[ASSIGNMENT]: For the entries that follow, report how many lines include the word "white" and add nothing.

[Data excerpts]
----

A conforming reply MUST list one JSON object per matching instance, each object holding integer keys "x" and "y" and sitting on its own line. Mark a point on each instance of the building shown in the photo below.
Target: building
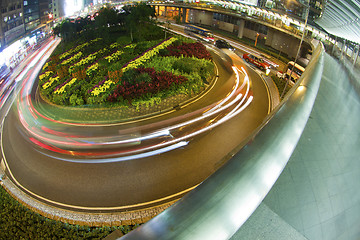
{"x": 45, "y": 11}
{"x": 31, "y": 14}
{"x": 58, "y": 9}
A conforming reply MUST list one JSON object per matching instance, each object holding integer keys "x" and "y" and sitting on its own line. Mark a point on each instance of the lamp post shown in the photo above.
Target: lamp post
{"x": 297, "y": 54}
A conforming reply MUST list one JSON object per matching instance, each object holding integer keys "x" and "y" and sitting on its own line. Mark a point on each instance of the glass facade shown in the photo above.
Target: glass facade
{"x": 31, "y": 14}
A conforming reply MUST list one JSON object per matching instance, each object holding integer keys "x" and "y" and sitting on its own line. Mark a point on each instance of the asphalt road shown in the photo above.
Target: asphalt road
{"x": 137, "y": 183}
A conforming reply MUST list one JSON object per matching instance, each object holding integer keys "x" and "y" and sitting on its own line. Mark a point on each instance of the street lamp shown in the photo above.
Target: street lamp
{"x": 297, "y": 54}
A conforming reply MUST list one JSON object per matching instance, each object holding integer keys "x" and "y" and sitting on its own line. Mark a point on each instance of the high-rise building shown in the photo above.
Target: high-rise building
{"x": 11, "y": 21}
{"x": 58, "y": 8}
{"x": 45, "y": 11}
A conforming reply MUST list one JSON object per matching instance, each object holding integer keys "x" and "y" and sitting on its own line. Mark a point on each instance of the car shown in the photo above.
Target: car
{"x": 223, "y": 44}
{"x": 256, "y": 60}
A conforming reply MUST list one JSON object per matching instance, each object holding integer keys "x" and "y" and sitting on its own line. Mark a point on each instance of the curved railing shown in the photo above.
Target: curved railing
{"x": 219, "y": 206}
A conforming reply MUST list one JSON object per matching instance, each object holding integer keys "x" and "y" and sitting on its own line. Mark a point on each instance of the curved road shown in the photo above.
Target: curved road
{"x": 137, "y": 183}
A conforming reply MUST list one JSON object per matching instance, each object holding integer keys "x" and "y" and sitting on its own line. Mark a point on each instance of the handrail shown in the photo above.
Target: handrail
{"x": 219, "y": 206}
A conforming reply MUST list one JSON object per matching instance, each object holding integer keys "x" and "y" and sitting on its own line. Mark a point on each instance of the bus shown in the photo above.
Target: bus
{"x": 200, "y": 33}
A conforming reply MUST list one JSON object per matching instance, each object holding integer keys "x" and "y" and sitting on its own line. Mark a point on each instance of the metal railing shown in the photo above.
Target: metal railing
{"x": 220, "y": 205}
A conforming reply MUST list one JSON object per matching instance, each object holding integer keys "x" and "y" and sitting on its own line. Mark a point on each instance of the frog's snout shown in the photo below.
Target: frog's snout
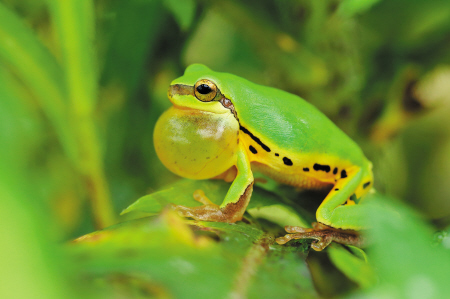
{"x": 179, "y": 89}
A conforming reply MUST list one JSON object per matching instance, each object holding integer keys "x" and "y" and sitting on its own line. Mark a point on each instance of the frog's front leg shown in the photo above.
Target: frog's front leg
{"x": 323, "y": 236}
{"x": 238, "y": 196}
{"x": 337, "y": 220}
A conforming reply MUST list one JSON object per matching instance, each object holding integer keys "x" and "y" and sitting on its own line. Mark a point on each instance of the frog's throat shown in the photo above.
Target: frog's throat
{"x": 182, "y": 89}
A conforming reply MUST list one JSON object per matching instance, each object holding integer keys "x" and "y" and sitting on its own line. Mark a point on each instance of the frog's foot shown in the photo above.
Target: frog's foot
{"x": 322, "y": 234}
{"x": 209, "y": 211}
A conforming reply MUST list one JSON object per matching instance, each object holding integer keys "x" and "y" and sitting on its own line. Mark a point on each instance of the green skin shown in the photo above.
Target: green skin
{"x": 271, "y": 130}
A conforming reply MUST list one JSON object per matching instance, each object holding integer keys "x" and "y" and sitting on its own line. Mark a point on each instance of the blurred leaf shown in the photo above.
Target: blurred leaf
{"x": 74, "y": 20}
{"x": 403, "y": 256}
{"x": 355, "y": 268}
{"x": 38, "y": 69}
{"x": 183, "y": 11}
{"x": 188, "y": 261}
{"x": 349, "y": 8}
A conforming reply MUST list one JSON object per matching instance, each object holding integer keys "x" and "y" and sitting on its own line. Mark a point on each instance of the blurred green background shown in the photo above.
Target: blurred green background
{"x": 83, "y": 82}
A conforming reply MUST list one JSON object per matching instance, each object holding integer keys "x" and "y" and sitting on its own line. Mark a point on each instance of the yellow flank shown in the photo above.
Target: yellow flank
{"x": 311, "y": 171}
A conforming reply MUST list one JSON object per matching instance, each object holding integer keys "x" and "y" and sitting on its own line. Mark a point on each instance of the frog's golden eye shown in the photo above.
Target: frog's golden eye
{"x": 205, "y": 90}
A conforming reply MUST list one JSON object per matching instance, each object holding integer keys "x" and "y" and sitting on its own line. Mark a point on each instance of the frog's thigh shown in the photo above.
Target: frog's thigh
{"x": 332, "y": 211}
{"x": 240, "y": 191}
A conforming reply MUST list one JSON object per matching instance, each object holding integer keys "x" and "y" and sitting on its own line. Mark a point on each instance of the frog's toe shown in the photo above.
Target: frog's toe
{"x": 323, "y": 236}
{"x": 208, "y": 212}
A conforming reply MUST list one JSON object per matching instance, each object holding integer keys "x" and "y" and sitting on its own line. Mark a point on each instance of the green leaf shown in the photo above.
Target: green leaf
{"x": 403, "y": 254}
{"x": 190, "y": 259}
{"x": 183, "y": 11}
{"x": 349, "y": 8}
{"x": 38, "y": 69}
{"x": 263, "y": 204}
{"x": 354, "y": 267}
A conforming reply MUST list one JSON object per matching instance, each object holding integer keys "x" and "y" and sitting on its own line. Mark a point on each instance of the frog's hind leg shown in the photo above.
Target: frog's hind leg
{"x": 338, "y": 216}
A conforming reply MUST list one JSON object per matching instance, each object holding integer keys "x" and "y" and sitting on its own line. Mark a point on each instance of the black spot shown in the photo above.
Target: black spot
{"x": 287, "y": 161}
{"x": 256, "y": 139}
{"x": 325, "y": 168}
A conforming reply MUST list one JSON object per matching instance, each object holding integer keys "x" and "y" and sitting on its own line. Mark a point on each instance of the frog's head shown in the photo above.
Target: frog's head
{"x": 199, "y": 89}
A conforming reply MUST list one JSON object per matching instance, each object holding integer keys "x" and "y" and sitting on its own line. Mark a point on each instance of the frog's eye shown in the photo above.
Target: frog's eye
{"x": 205, "y": 90}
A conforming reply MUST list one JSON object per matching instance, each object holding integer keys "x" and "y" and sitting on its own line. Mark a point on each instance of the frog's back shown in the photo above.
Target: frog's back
{"x": 289, "y": 122}
{"x": 286, "y": 137}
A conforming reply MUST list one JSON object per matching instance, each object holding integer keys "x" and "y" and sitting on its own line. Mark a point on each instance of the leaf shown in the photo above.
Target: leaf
{"x": 349, "y": 8}
{"x": 354, "y": 267}
{"x": 263, "y": 204}
{"x": 403, "y": 254}
{"x": 74, "y": 20}
{"x": 190, "y": 259}
{"x": 39, "y": 70}
{"x": 183, "y": 11}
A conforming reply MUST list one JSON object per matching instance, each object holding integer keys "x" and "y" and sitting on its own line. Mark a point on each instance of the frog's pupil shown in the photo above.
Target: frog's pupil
{"x": 203, "y": 89}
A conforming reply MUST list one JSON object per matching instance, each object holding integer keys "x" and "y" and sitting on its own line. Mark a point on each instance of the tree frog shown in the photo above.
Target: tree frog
{"x": 223, "y": 126}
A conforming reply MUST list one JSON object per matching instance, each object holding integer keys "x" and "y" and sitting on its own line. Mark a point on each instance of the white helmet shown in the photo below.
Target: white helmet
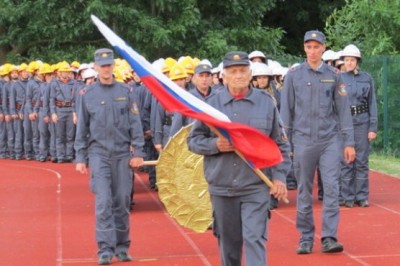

----

[PROBLEM SOLUTION]: 2